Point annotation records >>
## Start

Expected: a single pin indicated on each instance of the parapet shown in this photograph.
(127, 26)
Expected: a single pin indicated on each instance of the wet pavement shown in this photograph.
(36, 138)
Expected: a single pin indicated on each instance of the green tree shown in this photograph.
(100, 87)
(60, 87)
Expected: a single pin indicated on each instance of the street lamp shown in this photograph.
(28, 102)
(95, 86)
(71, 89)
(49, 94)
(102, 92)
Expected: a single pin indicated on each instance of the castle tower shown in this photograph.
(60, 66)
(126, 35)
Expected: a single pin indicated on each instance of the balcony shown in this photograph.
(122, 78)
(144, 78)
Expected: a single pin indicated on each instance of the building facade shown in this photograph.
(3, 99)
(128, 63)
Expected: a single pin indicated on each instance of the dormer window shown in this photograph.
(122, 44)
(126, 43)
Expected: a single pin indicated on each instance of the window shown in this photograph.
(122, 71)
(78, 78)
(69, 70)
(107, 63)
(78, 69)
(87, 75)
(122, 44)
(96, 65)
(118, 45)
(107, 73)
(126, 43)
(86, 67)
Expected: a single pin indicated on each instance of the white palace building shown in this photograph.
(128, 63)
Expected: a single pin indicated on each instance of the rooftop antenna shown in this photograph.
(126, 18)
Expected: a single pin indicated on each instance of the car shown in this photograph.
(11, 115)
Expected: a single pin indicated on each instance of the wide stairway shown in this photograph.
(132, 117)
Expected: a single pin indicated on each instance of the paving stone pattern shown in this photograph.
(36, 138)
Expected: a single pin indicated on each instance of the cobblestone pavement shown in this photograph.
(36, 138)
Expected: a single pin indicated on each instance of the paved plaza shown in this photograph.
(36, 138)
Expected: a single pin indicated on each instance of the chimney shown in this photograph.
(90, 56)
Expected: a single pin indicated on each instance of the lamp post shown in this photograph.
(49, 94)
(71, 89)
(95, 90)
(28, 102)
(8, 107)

## End
## Start

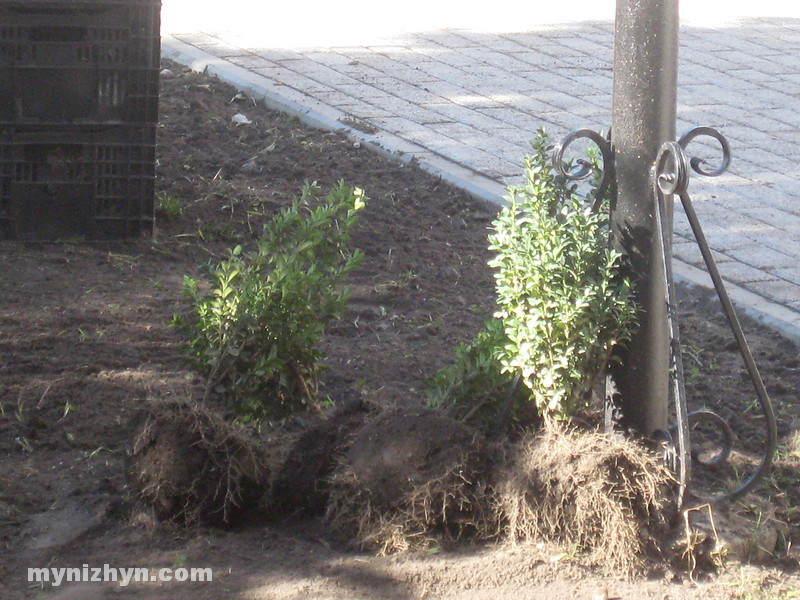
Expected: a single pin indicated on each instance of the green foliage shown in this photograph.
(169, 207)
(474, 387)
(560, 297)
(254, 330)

## End

SHORT EXERCISE >> Locate each line in the records above that contains the word "window", and copy every such line.

PROBLEM SOLUTION >>
Expected: a single pin indicated on each instance of the dormer window shown in this photograph.
Expected: a single pin indicated on each instance of the window shown in this photograph.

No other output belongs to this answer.